(Excerpted text)
Oppositional defiant disorder (ODD) is characterized by disruptive behavior, disobedience, hostility, and defiant behavior towards authority figures. It is far more extreme than tantrums or disobeyed orders, and it impacts anywhere between 1 and 16 percent of children and adolescents.
Children with ODD exhibit a consistent pattern of angry and aggressive behavior that lasts for six months or more. A mental health professional, like a family therapist or counselor with ODD expertise, is often needed to diagnose and treat the condition. A psychiatrist is needed to recommend and prescribe medication.
ODD is more common in boys than it is in girls. Additionally, the condition may look different for boys and girls. Boys may be more physically aggressive, while girls become verbally aggressive. Girls with ODD may lie and refuse to cooperate – showing symptoms more indirectly – while boys more commonly argue with adults outright and have explosions of anger. ODD symptoms often manifest in early childhood, and some children outgrow the condition by age eight or nine. In cases of adolescent-onset ODD, symptoms show up later and persist through the child’s middle and high school years.
Researchers believe ODD is caused by psychological, social, and biological factors – not bad parenting. Children of parents with attention deficit hyperactivity disorder (ADHD), ODD, conduct disorder (CD), depression, bipolar disorder, or substance abuse problems are more likely to develop ODD. Additional biological risk factors include prenatal smoke exposure, toxin exposure, or poor nutrition. Family trauma can trigger ODD, like a neglectful or abusive parent.

(Directions)
(1) Reproduce everything in the passage on oppositional defiant disorder from "Children with ODD" down to "and prescribe medication.".
(2) Answer these questions using the passage on oppositional defiant disorder.
(a) For how long does the consistent pattern of angry and aggressive behavior last in children with ODD?
(b) What kind of professional is needed to recommend and prescribe medication?
(c) By what age do some children outgrow the condition?
(3) Extend the passage on oppositional defiant disorder, beginning right after its final sentence.

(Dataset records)

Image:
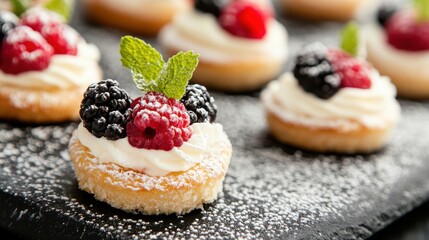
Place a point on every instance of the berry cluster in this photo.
(322, 71)
(200, 105)
(239, 18)
(105, 110)
(29, 43)
(151, 122)
(404, 29)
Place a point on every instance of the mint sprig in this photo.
(62, 7)
(350, 39)
(151, 73)
(422, 7)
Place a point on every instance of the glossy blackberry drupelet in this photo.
(105, 110)
(315, 73)
(200, 105)
(210, 6)
(8, 21)
(385, 12)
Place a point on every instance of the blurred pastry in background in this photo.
(398, 46)
(140, 16)
(45, 66)
(333, 101)
(328, 10)
(241, 45)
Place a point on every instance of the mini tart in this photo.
(40, 106)
(145, 17)
(322, 10)
(132, 191)
(405, 69)
(341, 135)
(227, 63)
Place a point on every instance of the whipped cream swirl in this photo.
(375, 107)
(153, 162)
(202, 33)
(63, 72)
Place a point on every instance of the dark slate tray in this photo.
(271, 190)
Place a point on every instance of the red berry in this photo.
(37, 18)
(406, 32)
(24, 50)
(62, 38)
(158, 122)
(353, 73)
(244, 19)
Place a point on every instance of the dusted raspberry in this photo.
(406, 32)
(200, 105)
(8, 21)
(37, 18)
(24, 50)
(354, 73)
(244, 19)
(105, 110)
(158, 122)
(62, 38)
(314, 72)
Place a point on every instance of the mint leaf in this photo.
(350, 39)
(176, 74)
(144, 62)
(422, 7)
(20, 6)
(62, 7)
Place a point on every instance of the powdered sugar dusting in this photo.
(271, 190)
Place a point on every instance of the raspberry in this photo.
(243, 19)
(200, 105)
(210, 6)
(315, 73)
(37, 18)
(407, 33)
(384, 13)
(8, 21)
(353, 72)
(105, 110)
(62, 38)
(158, 123)
(24, 50)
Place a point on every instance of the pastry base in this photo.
(410, 85)
(360, 140)
(133, 191)
(234, 76)
(40, 106)
(342, 10)
(99, 12)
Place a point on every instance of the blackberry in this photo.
(8, 21)
(106, 109)
(385, 12)
(210, 6)
(315, 73)
(200, 105)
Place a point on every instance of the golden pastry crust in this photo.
(99, 12)
(320, 10)
(320, 139)
(237, 76)
(133, 191)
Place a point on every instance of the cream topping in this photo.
(148, 8)
(63, 72)
(202, 33)
(375, 107)
(153, 162)
(410, 63)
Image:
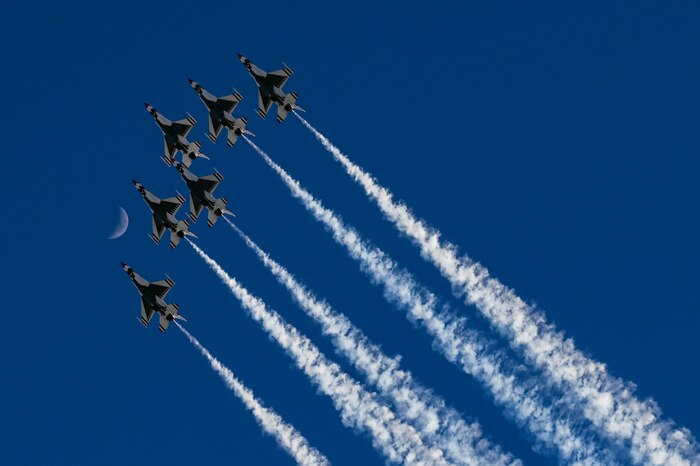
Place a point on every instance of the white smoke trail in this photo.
(359, 408)
(607, 402)
(460, 346)
(287, 437)
(436, 422)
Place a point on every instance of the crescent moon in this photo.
(123, 224)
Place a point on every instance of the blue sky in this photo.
(555, 144)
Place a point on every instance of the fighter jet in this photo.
(201, 194)
(270, 89)
(152, 299)
(164, 211)
(175, 137)
(220, 114)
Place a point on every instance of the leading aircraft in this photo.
(270, 89)
(175, 137)
(164, 211)
(220, 114)
(201, 194)
(153, 299)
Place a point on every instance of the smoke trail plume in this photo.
(437, 423)
(287, 437)
(463, 347)
(359, 408)
(607, 402)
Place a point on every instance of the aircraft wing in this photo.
(164, 322)
(162, 287)
(228, 102)
(158, 230)
(183, 127)
(173, 204)
(146, 313)
(214, 129)
(279, 77)
(195, 207)
(264, 103)
(209, 183)
(169, 151)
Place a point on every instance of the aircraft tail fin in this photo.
(287, 106)
(192, 153)
(218, 210)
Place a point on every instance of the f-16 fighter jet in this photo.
(152, 299)
(164, 211)
(175, 137)
(201, 194)
(270, 89)
(220, 114)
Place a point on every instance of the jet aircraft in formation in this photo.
(270, 89)
(201, 188)
(201, 194)
(164, 211)
(175, 137)
(153, 299)
(220, 114)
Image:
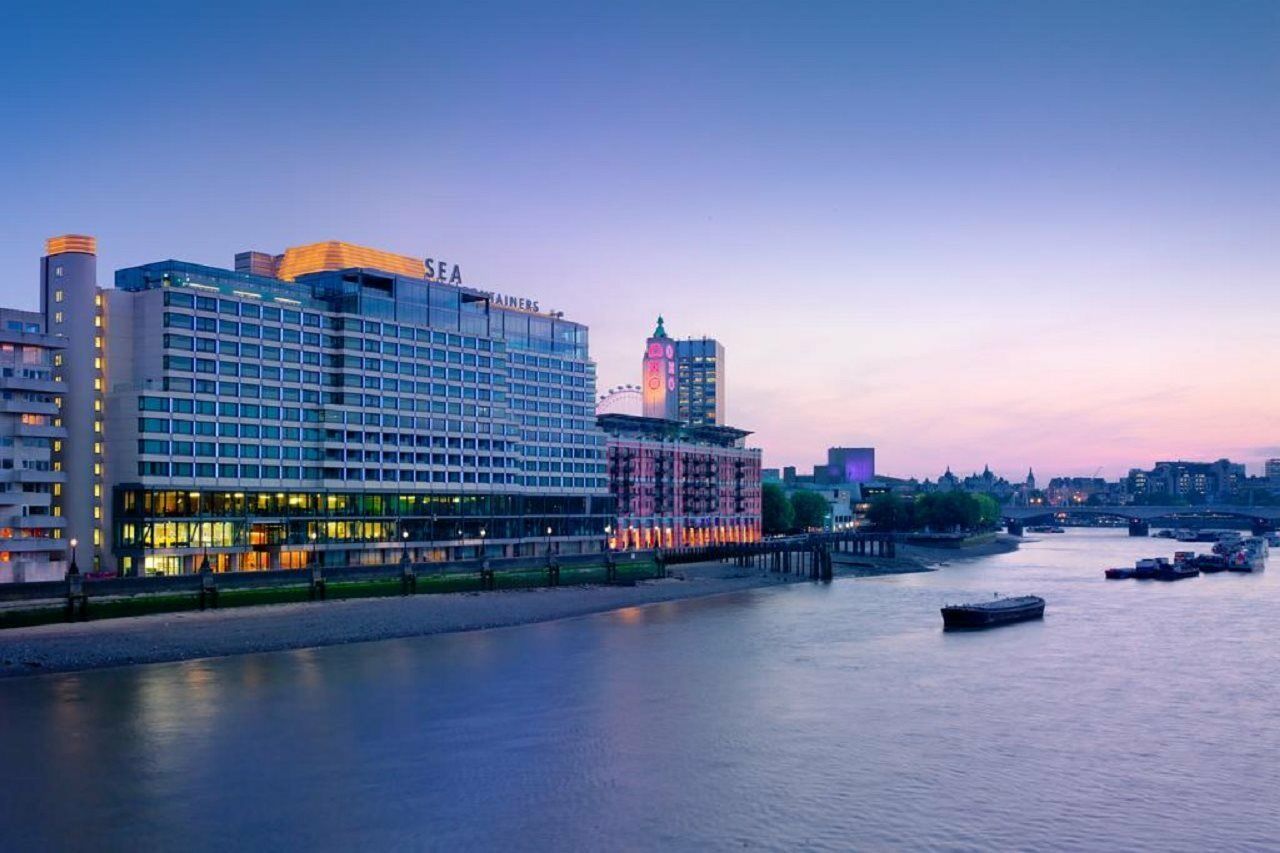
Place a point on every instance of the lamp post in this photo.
(204, 547)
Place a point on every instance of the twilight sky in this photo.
(1020, 233)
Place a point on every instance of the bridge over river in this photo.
(1261, 519)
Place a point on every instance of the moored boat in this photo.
(1176, 571)
(1148, 568)
(1000, 611)
(1210, 562)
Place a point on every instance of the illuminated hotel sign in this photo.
(447, 273)
(659, 379)
(515, 302)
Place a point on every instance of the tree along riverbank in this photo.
(242, 630)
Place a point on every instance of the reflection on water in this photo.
(1137, 715)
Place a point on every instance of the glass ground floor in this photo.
(174, 530)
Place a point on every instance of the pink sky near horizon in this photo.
(1022, 235)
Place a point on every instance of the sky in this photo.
(963, 232)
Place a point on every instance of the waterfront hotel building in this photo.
(680, 484)
(680, 477)
(332, 404)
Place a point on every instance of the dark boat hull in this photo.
(973, 617)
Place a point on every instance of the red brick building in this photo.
(681, 486)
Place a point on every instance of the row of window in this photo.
(254, 471)
(268, 352)
(310, 319)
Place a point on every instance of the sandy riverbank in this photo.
(191, 634)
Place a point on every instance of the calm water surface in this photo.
(1136, 716)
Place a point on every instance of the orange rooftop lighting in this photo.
(81, 243)
(334, 254)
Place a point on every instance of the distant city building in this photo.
(1189, 480)
(32, 542)
(1068, 491)
(850, 465)
(659, 375)
(841, 502)
(700, 381)
(679, 484)
(844, 466)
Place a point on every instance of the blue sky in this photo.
(1019, 233)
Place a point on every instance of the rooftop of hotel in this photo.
(663, 429)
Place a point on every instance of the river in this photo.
(1137, 715)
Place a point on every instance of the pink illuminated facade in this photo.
(681, 486)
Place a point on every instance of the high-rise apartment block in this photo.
(700, 382)
(32, 546)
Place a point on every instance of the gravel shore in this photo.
(191, 634)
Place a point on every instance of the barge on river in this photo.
(988, 614)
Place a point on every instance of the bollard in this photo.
(408, 580)
(318, 584)
(208, 589)
(77, 602)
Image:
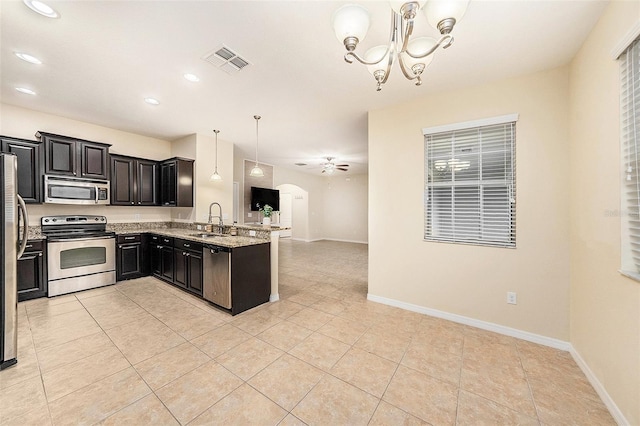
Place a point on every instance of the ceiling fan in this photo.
(329, 167)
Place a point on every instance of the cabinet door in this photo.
(180, 265)
(122, 181)
(156, 258)
(166, 263)
(60, 156)
(93, 160)
(31, 274)
(29, 172)
(195, 272)
(168, 183)
(147, 183)
(128, 262)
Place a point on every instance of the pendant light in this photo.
(256, 171)
(215, 176)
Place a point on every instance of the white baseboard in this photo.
(345, 241)
(600, 389)
(497, 328)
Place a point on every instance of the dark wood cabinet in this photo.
(94, 159)
(130, 257)
(250, 277)
(134, 181)
(29, 166)
(66, 156)
(188, 265)
(176, 182)
(32, 271)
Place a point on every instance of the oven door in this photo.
(78, 257)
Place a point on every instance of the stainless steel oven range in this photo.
(81, 253)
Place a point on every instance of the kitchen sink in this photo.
(208, 235)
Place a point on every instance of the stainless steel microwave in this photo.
(59, 190)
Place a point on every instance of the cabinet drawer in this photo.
(129, 238)
(187, 245)
(34, 245)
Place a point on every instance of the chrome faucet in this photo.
(220, 223)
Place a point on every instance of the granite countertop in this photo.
(188, 234)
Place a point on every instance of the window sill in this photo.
(633, 275)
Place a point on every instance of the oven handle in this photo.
(25, 230)
(59, 240)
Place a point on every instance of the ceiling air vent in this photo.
(226, 59)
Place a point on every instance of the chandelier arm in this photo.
(445, 41)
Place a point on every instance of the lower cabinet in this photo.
(187, 257)
(131, 258)
(193, 266)
(32, 271)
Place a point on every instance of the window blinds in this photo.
(470, 185)
(630, 117)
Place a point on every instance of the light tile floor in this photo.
(144, 352)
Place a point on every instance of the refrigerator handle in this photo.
(25, 229)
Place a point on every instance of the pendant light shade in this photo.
(215, 176)
(256, 171)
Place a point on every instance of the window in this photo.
(630, 122)
(470, 192)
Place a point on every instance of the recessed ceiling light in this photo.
(25, 91)
(41, 8)
(192, 77)
(28, 58)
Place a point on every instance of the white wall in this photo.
(24, 123)
(346, 208)
(299, 210)
(469, 280)
(605, 306)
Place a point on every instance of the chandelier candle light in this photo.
(256, 171)
(215, 176)
(351, 23)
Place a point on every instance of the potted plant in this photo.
(266, 211)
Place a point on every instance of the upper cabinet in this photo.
(65, 156)
(176, 182)
(29, 166)
(134, 181)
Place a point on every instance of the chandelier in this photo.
(351, 23)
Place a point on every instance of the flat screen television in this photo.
(262, 196)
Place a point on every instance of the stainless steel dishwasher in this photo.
(216, 279)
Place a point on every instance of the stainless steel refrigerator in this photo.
(12, 244)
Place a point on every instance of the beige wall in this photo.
(24, 123)
(202, 148)
(468, 280)
(345, 208)
(605, 306)
(314, 185)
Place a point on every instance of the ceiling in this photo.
(102, 58)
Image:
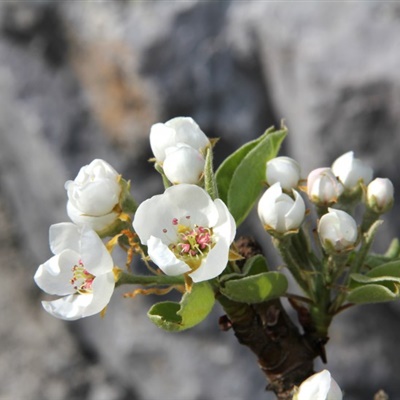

(Answers by item number)
(1)
Children with ODD exhibit a consistent pattern of angry and aggressive behavior that lasts for six months or more. A mental health professional, like a family therapist or counselor with ODD expertise, is often needed to diagnose and treat the condition. A psychiatrist is needed to recommend and prescribe medication.

(2)
(a) Six months or more.
(b) A psychiatrist.
(c) By age eight or nine.

(3)
Early intervention and treatment can help children overcome ODD, and prevent it from progressing into a more serious condition like CD. Treatment typically consists of therapies – both individual and family – and medication. Treatment plans must be tailored to the specific behavior issues, age, and any coexisting conditions.
Adults can have oppositional defiant disorder, too. The condition can persist for a lifetime just as often as it spontaneously disappears. In about 40 percent of cases, adults with ODD become progressively worse, and end up developing antisocial personality disorder, the diagnostic term for criminals. Even when the condition doesn’t worsen, ODD in adults can cause problems in relationships, marriage, and work. Rate of substance abuse, divorce, and employment problems is higher in this population. ODD adults can bring behavior under control with similar treatment strategies, including therapy and medication.